- **Dataset records**:
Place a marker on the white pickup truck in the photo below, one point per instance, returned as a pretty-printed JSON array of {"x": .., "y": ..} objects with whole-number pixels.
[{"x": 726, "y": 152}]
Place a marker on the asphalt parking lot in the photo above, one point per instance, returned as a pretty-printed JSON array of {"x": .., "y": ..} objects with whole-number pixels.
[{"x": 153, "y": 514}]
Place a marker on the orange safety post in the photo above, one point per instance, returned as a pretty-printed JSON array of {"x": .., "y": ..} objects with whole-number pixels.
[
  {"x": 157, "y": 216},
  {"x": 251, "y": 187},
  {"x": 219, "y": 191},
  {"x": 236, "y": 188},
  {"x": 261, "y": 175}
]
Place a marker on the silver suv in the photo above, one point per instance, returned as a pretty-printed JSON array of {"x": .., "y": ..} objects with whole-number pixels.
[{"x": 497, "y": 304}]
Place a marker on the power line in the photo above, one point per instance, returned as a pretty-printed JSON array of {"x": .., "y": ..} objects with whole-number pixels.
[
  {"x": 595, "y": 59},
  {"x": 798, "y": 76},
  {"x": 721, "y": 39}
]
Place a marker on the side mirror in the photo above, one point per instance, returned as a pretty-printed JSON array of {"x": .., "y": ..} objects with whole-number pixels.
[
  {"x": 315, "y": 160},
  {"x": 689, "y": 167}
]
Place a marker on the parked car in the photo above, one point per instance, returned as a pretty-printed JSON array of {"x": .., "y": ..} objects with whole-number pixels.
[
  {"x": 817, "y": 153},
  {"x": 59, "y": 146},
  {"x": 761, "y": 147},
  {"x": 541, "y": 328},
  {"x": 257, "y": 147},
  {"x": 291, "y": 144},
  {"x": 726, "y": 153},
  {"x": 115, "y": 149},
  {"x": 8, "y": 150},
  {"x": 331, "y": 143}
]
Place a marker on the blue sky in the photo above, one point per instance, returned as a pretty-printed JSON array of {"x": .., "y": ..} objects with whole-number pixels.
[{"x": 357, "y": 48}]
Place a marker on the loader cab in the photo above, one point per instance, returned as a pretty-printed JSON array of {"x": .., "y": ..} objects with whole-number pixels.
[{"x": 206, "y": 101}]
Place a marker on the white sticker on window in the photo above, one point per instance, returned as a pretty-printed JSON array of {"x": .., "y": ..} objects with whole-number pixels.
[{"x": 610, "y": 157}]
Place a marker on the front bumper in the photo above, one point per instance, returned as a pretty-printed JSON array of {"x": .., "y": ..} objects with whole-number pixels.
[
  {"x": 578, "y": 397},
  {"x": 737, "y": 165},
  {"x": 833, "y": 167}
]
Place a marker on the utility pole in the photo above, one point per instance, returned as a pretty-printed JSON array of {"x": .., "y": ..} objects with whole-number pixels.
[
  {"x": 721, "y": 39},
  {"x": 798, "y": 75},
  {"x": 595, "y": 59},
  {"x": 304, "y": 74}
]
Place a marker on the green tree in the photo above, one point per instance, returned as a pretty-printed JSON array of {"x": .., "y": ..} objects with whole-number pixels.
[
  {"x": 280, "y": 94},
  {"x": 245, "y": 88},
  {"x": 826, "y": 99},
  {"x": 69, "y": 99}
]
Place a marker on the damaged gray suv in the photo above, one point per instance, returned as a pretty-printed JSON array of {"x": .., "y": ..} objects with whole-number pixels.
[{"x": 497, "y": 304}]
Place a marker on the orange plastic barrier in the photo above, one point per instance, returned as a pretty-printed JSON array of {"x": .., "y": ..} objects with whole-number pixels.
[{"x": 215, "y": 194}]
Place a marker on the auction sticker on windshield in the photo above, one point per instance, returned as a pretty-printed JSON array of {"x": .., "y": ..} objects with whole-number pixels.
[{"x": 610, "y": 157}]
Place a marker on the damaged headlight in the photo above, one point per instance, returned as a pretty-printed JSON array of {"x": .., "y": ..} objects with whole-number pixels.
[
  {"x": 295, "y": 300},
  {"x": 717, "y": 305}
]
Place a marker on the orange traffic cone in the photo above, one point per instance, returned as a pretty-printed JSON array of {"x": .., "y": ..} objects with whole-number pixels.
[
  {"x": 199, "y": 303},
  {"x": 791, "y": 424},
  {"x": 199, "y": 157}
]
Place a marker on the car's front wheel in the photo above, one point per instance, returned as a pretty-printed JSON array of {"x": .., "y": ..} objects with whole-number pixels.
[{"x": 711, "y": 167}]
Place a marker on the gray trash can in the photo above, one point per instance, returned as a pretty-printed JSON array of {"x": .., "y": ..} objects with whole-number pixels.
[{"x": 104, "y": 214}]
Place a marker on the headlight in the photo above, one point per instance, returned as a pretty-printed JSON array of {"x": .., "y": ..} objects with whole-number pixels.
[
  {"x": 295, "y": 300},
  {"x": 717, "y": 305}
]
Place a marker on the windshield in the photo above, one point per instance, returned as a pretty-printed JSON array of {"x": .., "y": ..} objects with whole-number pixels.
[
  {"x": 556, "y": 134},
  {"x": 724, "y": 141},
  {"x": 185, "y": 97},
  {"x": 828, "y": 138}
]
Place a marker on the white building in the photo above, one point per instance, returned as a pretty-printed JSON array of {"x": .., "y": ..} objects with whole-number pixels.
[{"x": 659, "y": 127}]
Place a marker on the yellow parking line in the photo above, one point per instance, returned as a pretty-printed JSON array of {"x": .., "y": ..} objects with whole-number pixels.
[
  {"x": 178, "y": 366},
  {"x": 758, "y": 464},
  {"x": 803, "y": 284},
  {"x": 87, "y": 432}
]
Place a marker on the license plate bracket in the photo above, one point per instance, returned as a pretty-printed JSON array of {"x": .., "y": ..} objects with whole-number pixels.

...

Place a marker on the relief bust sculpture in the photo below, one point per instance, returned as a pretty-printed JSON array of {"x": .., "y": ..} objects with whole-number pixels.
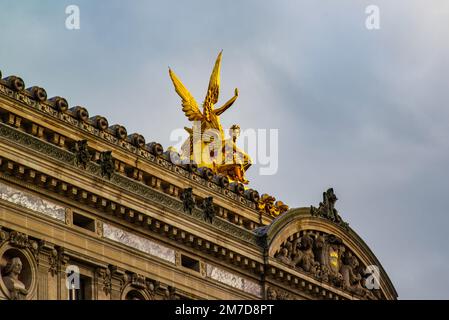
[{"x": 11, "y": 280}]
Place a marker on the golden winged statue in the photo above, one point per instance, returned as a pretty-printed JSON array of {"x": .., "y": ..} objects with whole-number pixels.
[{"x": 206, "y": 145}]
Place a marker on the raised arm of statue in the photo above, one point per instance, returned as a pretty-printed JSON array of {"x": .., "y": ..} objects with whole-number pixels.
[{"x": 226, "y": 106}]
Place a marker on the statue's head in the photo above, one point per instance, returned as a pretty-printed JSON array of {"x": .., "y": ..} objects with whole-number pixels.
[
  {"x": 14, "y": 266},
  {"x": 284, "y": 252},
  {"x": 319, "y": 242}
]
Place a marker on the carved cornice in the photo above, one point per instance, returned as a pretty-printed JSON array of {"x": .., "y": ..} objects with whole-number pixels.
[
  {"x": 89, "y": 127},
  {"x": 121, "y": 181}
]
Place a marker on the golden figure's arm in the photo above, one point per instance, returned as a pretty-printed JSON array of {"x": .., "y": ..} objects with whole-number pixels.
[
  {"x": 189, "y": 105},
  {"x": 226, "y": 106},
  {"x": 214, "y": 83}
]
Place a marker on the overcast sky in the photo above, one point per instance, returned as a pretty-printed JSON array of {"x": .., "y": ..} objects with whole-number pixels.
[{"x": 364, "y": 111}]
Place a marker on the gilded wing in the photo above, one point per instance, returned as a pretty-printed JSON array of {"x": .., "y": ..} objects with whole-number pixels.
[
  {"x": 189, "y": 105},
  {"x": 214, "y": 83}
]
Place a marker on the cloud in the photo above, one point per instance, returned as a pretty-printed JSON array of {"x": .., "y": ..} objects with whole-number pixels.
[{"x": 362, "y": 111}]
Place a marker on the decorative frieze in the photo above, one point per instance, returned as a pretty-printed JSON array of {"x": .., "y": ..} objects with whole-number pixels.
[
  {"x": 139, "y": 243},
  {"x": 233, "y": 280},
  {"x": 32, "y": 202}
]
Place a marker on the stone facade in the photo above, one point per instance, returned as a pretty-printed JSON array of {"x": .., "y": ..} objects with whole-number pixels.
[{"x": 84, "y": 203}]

...

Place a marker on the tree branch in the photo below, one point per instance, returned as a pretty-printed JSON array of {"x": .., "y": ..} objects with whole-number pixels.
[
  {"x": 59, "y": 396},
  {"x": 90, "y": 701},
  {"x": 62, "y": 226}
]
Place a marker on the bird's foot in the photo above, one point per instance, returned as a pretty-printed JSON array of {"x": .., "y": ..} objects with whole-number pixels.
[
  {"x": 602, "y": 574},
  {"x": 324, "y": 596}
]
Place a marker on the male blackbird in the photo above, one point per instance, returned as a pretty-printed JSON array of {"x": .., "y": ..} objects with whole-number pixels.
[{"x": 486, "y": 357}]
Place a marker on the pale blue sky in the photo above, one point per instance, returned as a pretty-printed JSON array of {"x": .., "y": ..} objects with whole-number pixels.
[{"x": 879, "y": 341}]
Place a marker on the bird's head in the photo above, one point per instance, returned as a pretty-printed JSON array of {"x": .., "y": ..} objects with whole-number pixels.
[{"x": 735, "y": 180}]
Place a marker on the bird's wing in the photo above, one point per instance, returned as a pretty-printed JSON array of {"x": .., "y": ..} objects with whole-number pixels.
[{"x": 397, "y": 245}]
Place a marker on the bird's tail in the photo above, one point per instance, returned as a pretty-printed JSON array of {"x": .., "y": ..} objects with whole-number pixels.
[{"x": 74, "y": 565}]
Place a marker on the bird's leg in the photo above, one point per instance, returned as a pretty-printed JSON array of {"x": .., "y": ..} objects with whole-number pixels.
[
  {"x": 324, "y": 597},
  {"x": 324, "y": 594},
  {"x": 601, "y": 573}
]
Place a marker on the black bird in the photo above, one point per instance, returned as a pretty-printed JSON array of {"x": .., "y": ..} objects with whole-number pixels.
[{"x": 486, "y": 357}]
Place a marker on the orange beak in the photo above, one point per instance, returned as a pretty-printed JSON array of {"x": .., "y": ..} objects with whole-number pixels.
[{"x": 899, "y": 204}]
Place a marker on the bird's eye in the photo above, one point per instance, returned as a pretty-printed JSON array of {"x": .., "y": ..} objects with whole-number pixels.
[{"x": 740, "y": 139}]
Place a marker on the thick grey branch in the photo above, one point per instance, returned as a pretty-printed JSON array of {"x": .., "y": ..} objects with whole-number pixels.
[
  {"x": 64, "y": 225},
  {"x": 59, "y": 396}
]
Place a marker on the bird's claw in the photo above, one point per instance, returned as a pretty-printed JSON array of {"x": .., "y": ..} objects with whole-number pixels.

- **What is asked**: Arrange the lines of the material above as a JSON list of strings, one string per line and no blank lines. Begin at the line that contains "Place a marker on the bird's eye" and stop after the line that contains "Place a marker on the bird's claw", including both.

- **Completed task**:
[
  "Place a marker on the bird's eye in the photo above, one point per instance, returned as a pretty-printed JSON array of {\"x\": .., \"y\": ..} objects with whole-number pixels.",
  "[{\"x\": 740, \"y\": 139}]",
  "Place a marker on the thick grey branch in the photo above, one point per instance, returned as a pretty-printed JSON array of {\"x\": .., \"y\": ..} objects with whole-number pixels.",
  "[",
  "  {\"x\": 64, \"y\": 225},",
  "  {\"x\": 59, \"y\": 396}",
  "]",
  "Place a marker on the bird's claw in the photo above, one point per instance, returned as a pretty-printed JSON array of {\"x\": .., \"y\": ..} objects with whole-number pixels."
]